◆ What is being asked:
Pick up the report on the Crown Paper Liquidating Trust after its final sentence, the one about amending Section 3.2(a) of the Trust Agreement, and continue it in the same style.

BACKGROUND AND STATUS AS OF JANUARY 31, 2003


GENERAL

The Crown Paper Liquidating Trust (“Trust”) was formed pursuant to and created on the Effective Date, March 1, 2002, of the Second Amended Liquidating Plan of Reorganization  (“Plan”) of Crown Vantage, Inc. and its wholly owned subsidiary, Crown Paper Company (“Crown Entities”) filed in their chapter 11 cases.  The Plan was confirmed by order dated November 19, 2001 (“Order”) of the United States Bankruptcy Court for the Northern District of California (“Court”).  The Crown Paper Liquidating Trust Agreement approved as part of the Plan (“Trust Agreement”), the Plan and the Order collectively define the rights, interests and responsibilities of the Trust.  The Trust is the successor to all property interests and assumed responsibility for certain obligations of the Crown Entities as of March 1, 2002.  Jeffrey H. Beck of J Beck & Associates, Inc. was appointed trustee of the Trust upon its inception.  The members of the Trust Committee for the Trust are:  Peg A. Sibbet of American Express Financial Corporation, Thomas Thompson of Chanin Capital Partners and Stephanie Parker of JPMorgan Chase.  The Trustee and Trust Committee adopted a technical amendment to the Trust Agreement as follows: to provide the official name of the Trust as "Crown Paper Liquidating Trust" and to amend Section 3.2(a) of the Trust Agreement to provide that the commencement of litigation proceedings would not require approval of the Trust Committee.

(Dataset rows)

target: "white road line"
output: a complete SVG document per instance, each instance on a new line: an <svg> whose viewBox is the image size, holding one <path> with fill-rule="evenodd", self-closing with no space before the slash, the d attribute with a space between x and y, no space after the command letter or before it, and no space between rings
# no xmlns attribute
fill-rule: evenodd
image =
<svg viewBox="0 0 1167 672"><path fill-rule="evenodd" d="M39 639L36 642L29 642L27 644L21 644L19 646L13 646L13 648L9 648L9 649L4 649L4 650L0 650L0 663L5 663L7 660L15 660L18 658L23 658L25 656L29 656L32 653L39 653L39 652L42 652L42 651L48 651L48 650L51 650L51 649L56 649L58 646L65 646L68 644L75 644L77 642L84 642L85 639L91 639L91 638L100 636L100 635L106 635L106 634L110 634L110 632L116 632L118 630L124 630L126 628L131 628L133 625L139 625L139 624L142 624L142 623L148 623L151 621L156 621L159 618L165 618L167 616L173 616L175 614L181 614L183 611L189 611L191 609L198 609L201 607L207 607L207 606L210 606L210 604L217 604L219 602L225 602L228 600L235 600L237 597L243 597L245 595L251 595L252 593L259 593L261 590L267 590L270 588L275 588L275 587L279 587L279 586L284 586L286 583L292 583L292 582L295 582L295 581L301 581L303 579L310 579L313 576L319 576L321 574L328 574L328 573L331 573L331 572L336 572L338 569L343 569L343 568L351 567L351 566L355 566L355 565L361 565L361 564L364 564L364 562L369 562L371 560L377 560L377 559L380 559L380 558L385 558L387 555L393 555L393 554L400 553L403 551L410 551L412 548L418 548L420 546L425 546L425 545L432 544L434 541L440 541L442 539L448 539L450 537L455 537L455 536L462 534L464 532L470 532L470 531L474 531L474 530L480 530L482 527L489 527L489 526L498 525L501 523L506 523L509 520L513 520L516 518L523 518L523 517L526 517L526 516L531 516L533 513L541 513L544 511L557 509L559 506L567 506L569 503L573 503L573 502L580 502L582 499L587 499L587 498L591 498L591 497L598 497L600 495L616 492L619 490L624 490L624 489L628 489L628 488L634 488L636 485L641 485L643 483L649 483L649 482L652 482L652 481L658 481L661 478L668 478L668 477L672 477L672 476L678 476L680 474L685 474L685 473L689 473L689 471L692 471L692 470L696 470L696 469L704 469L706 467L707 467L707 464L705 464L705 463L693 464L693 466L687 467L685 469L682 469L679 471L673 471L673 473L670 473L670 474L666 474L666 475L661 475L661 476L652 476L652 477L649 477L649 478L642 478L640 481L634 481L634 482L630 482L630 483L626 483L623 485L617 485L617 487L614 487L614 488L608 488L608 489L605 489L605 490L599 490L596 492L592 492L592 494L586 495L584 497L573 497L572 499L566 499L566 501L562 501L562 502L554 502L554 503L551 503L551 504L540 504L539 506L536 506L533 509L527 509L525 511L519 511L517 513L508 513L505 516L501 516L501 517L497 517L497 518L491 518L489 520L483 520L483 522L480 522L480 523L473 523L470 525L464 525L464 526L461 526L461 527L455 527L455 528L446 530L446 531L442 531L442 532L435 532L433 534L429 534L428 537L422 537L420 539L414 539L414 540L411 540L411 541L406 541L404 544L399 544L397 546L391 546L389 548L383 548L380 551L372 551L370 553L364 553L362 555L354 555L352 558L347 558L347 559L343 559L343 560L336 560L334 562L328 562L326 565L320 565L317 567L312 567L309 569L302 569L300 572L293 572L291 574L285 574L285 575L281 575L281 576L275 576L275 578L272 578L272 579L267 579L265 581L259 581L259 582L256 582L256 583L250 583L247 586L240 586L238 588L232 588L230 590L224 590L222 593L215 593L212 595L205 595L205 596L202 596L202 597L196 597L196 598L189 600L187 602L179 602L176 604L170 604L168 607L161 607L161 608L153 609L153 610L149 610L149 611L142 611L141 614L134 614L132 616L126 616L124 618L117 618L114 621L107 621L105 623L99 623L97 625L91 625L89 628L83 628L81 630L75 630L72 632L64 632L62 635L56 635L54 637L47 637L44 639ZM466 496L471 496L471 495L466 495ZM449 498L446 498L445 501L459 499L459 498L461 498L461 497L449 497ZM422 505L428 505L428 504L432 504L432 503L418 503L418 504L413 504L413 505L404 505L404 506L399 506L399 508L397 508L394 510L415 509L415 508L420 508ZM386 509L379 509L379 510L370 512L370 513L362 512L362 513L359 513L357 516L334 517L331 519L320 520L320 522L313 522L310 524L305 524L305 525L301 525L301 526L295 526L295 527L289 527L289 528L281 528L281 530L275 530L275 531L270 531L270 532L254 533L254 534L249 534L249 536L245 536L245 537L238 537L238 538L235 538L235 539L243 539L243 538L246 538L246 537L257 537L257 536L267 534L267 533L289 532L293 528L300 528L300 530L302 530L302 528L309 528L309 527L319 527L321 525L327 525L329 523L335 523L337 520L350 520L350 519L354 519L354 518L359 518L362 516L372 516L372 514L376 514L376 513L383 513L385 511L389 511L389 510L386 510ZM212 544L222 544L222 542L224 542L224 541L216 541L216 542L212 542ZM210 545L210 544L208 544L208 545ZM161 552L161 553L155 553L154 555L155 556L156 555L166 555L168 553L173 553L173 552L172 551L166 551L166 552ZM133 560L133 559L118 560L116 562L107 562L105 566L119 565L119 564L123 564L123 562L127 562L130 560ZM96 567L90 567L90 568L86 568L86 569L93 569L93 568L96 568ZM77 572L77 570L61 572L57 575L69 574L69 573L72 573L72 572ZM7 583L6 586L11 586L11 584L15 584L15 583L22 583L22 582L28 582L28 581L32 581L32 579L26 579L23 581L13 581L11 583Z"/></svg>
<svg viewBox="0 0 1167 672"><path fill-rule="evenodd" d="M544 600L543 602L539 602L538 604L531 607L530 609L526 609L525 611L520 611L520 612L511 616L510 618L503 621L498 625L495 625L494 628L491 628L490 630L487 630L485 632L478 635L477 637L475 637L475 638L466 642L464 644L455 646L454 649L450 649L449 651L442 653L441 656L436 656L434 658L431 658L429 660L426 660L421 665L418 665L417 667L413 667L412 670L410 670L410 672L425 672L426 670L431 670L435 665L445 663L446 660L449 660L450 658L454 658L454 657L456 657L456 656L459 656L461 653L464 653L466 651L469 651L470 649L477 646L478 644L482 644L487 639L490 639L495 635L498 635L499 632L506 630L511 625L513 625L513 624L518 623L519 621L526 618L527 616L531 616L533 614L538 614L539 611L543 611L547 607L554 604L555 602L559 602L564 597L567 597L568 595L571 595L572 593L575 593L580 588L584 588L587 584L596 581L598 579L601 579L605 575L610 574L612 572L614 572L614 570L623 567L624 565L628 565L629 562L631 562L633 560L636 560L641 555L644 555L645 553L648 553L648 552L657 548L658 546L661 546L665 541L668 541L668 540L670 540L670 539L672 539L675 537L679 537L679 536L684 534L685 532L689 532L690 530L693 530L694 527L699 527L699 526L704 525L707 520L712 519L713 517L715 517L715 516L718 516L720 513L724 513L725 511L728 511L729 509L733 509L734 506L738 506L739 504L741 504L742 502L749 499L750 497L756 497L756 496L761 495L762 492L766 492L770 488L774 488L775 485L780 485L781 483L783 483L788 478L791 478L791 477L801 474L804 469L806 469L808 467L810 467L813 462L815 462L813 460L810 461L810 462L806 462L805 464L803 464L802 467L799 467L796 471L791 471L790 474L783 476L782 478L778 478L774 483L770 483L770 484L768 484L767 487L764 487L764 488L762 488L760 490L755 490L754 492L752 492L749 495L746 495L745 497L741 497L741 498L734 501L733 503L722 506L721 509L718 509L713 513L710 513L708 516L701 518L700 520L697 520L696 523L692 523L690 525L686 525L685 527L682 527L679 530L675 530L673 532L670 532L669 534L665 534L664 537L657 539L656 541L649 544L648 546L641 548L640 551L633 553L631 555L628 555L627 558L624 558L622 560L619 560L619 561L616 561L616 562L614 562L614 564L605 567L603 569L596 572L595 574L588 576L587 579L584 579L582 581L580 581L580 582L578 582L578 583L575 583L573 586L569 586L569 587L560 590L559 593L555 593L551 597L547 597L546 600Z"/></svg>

◆ Exercise response:
 

CAUSES OF ACTION AND OTHER ASSETS TRANSFERRED TO THE TRUST

The property interests which vested in the Trust consisted primarily of two categories of litigation causes of action:  claims for avoidance of pre-bankruptcy payments and other transfers believed to be preferential or fraudulent under applicable bankruptcy law (“Preference Claims”); and claims against various parties arising out of the creation and/or separation of the Crown Entities from their previous ownership and their subsequent operation, accounting and other activities (“Spin-off Claims”).  The other assets of a relatively insignificant value were cash, a parcel of real property adjacent to the former plant in St. Francisville, Louisiana, an interest in mineral rights on a parcel in the Baton Rouge, Louisiana area, a small reserve of natural gas that had been purchased by the Crown Entities and refund claims on deposits of various sorts (“Miscellaneous Assets”).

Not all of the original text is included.